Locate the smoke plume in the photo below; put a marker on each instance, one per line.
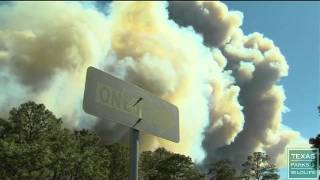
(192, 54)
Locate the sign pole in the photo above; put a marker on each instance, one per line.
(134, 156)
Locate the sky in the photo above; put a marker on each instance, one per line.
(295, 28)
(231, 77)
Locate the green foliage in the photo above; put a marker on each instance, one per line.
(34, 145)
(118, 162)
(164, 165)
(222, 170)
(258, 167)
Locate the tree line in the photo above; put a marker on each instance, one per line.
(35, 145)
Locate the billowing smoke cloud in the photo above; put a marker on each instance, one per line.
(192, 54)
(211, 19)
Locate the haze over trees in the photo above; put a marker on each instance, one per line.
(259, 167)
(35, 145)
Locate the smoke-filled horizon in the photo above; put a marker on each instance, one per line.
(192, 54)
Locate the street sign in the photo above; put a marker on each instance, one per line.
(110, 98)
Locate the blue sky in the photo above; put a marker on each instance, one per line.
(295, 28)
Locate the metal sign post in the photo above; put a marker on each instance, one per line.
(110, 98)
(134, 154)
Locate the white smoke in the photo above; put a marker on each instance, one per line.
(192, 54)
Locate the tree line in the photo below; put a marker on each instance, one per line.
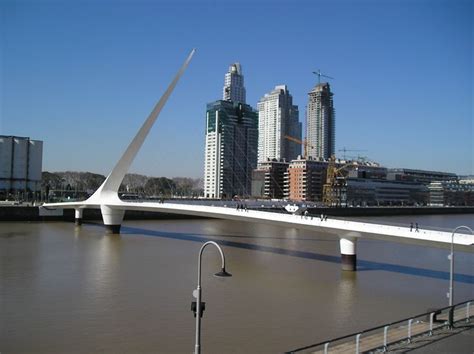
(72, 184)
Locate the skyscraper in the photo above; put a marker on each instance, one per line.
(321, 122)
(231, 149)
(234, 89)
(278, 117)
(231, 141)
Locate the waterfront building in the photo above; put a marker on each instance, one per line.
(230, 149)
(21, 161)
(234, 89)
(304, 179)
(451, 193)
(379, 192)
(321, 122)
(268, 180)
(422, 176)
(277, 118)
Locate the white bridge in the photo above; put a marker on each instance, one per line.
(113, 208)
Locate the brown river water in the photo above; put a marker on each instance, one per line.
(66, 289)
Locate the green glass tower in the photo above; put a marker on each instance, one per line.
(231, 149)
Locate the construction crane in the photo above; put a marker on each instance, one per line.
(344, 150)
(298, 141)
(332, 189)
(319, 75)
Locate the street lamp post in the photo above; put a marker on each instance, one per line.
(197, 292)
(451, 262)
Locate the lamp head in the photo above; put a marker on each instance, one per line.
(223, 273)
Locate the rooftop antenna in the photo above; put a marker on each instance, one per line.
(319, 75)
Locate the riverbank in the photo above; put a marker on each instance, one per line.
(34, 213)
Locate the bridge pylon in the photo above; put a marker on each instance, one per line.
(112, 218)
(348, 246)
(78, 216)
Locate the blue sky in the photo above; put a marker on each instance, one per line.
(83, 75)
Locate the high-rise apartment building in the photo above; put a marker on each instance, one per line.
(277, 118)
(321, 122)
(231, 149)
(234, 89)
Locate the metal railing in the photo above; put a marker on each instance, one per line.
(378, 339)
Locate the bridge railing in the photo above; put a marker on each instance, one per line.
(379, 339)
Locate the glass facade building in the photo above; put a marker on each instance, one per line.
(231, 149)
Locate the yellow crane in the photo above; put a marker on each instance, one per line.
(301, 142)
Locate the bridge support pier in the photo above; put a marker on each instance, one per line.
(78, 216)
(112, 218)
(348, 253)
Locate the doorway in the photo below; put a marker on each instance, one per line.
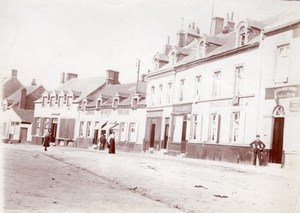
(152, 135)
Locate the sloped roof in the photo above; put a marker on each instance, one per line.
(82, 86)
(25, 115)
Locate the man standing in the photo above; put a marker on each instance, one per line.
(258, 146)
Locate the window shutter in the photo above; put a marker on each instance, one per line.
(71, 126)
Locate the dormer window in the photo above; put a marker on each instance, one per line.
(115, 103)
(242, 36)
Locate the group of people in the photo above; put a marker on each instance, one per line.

Problem to work on → What is needed is an exact copy of all the records, minus any pictures.

Expected answer →
Locate the smoke plume in the photo below; put a marker on each instance, one per line.
(192, 54)
Locate the sign pole in the photo above; put a marker on each instance, one per line.
(134, 156)
Locate the sky in the photo above; put a marker on each instance, one per line.
(295, 28)
(231, 77)
Locate the green foliage in the photo above; put a marker on each instance, one per line.
(34, 145)
(118, 162)
(164, 165)
(222, 170)
(258, 167)
Locate the tree line in the photo above; put a marker on each instance, one per line.
(35, 145)
Locate the billowing smoke cloud in the photo above; put a marker on each instance, one per line.
(192, 54)
(211, 19)
Locate the haze over trees in the photo above; put a marker on each instance, one per line.
(259, 167)
(35, 145)
Locate the smoke-filled horizon in the photo above; put a marker on each instance, one per line.
(192, 54)
Locate the street sign in the photo above; put a marker on each instance, one per line.
(110, 98)
Locate the blue sky in the photo above; put a marker on each instance, one per line.
(295, 28)
Locate the metal sign post in the photo above; put a marker on each instance, one per line.
(110, 98)
(134, 154)
Locate the white smoke in the photo above; put a marker on each instance, one per line.
(192, 54)
Locate the tree line in the photo below; put a marker on each instance, one per line.
(72, 184)
Locate the skyscraper in the photo above; put a marker on each instance, one per line.
(321, 122)
(231, 149)
(234, 89)
(278, 117)
(231, 141)
Locate the waterfront building in the photo above; put a marker on each instance, one per line.
(230, 149)
(21, 161)
(234, 89)
(304, 179)
(451, 193)
(379, 192)
(321, 122)
(268, 180)
(422, 176)
(277, 118)
Locate the white bridge in the photo above; put a marker on each instance, one per line.
(113, 208)
Locate the brown river water in the photo above; put a marker on each instance, one per line.
(66, 289)
Locate the green glass tower in the photo above; put a marker on each instance, one per line.
(231, 149)
Locate the construction crane in the photo above; put a marker on each instance, one per line.
(344, 150)
(298, 141)
(332, 189)
(319, 75)
Locate the street lamp post in the photo above; put a marker on each instance, one per line.
(197, 292)
(451, 262)
Locate the lamp head in the photo above; put a marker on each instance, one per line.
(223, 273)
Locate the rooftop antenna in the photo above; put a marker on each instance, one per line.
(319, 75)
Locate the riverbank in the photo above; put a marker on each instance, one per line.
(34, 213)
Locate the bridge pylon in the photo above; put a marker on each instance, one per line.
(112, 218)
(348, 246)
(78, 216)
Locate the blue sky in the photo above; put a marker on each instance, one per line.
(83, 75)
Locate the high-rise apartment building in the photo above; put a marker on each instance, one per line.
(277, 118)
(321, 122)
(231, 149)
(234, 89)
Locate the metal railing in the photo above; put a marker on each instance, one per line.
(378, 339)
Locate the bridge railing in the photo above; put a marker on each instance, one per line.
(379, 339)
Locate the glass facade building in the photo above; put a marker on each instance, one per line.
(231, 149)
Locate the yellow crane in the photo above; put a marker on each instance, one per line.
(301, 142)
Locate the bridge support pier in the photo above; put a marker on each instance, one per line.
(78, 216)
(112, 218)
(348, 253)
Locate the doorway in the photo below; put a marker on each instance, one per line.
(152, 135)
Locate the sloped roof in the photo above; put a marker on each instance, one per line.
(82, 86)
(25, 115)
Locate the man standing in the photo above; put a marker on each instance, one per line.
(258, 146)
Locate the window shutter in the photo above; put a marker on each instance, one per line.
(71, 126)
Locate the dormer window in the photo above; put a marker on each instance, one per line.
(115, 103)
(242, 36)
Locate the group of people in the photo above; put a marker on each instance, one per line.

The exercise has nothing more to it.